(Records from a data collection)
-*-*-

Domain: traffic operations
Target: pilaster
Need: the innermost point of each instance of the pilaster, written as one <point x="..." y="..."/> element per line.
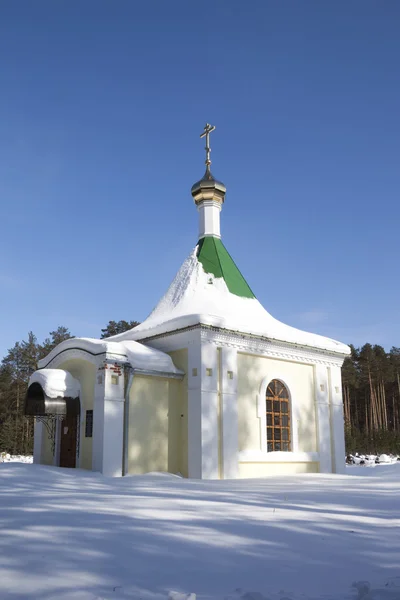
<point x="203" y="430"/>
<point x="337" y="421"/>
<point x="323" y="418"/>
<point x="229" y="413"/>
<point x="108" y="420"/>
<point x="37" y="441"/>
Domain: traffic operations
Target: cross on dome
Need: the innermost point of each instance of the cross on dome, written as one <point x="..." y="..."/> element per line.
<point x="206" y="133"/>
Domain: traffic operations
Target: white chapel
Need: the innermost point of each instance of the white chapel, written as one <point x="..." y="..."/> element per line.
<point x="209" y="386"/>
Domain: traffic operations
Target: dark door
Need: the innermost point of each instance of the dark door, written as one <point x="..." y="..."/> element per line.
<point x="68" y="442"/>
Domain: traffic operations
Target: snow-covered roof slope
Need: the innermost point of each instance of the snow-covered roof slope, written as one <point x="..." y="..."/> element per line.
<point x="56" y="383"/>
<point x="137" y="355"/>
<point x="210" y="289"/>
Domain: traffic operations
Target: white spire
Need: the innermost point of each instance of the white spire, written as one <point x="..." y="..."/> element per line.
<point x="209" y="195"/>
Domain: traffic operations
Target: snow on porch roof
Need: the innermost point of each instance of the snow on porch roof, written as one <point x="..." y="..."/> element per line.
<point x="139" y="356"/>
<point x="56" y="383"/>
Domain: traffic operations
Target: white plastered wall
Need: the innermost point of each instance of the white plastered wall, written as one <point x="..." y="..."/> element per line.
<point x="254" y="374"/>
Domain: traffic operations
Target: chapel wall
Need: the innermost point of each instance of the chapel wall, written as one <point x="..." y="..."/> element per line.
<point x="178" y="416"/>
<point x="299" y="379"/>
<point x="148" y="425"/>
<point x="85" y="372"/>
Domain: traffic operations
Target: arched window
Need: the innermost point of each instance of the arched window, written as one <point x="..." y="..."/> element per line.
<point x="278" y="417"/>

-*-*-

- **Your task**: Will you restate every entry word for word and omit the images?

- **Result of the exercise**:
Domain: traffic operations
Target: pilaster
Need: the innermost point of each instance of the pilaster, written as one <point x="..." y="..."/> element per line.
<point x="203" y="430"/>
<point x="337" y="421"/>
<point x="323" y="418"/>
<point x="229" y="413"/>
<point x="108" y="420"/>
<point x="37" y="441"/>
Domain: traffic operations
Target: cross on dome
Need: the innermost point of each instance of the cross on dome, written as one <point x="..." y="..."/> element per line.
<point x="206" y="133"/>
Domain: traffic operations
Target: white chapel
Need: the innermost point of each instance of the white chapel, written as one <point x="..." y="..."/> element per line.
<point x="209" y="386"/>
Domain: traffic operations
Target: dark door
Need: the innermost point of each instance of the dark door, written as one <point x="..." y="..."/> element per line.
<point x="68" y="442"/>
Domain: traffic operations
Target: snow-covered roof slope
Need: the innermost point of each instance of the snow-covered roof slope, written as one <point x="..." y="..."/> element per line.
<point x="56" y="383"/>
<point x="137" y="355"/>
<point x="210" y="289"/>
Domain: traffic operations
Target: white spire
Need: the innermost point of each instance of the white spire, written as one <point x="..." y="..."/> element per line.
<point x="209" y="195"/>
Domain: traffic operations
Target: snow on porch roof
Need: the innermost point of each instance of the snow on porch roof, written as one <point x="..." y="..."/> element per line.
<point x="139" y="356"/>
<point x="56" y="383"/>
Domain: traffic operations
Target: white plastered wall
Need: the innermost point of each instance of the white plastered wall, written as one <point x="..." y="..."/> element per line.
<point x="254" y="374"/>
Domain: traffic operations
Target: chapel wall
Need: the innermost point of each instance of the chapel wall, written as one <point x="..." y="..."/> element per line.
<point x="178" y="416"/>
<point x="299" y="379"/>
<point x="148" y="425"/>
<point x="85" y="372"/>
Domain: traffic operations
Target: arched window
Need: the innermost point of each instance of the arched window, written as one <point x="..." y="..."/> element per line.
<point x="278" y="417"/>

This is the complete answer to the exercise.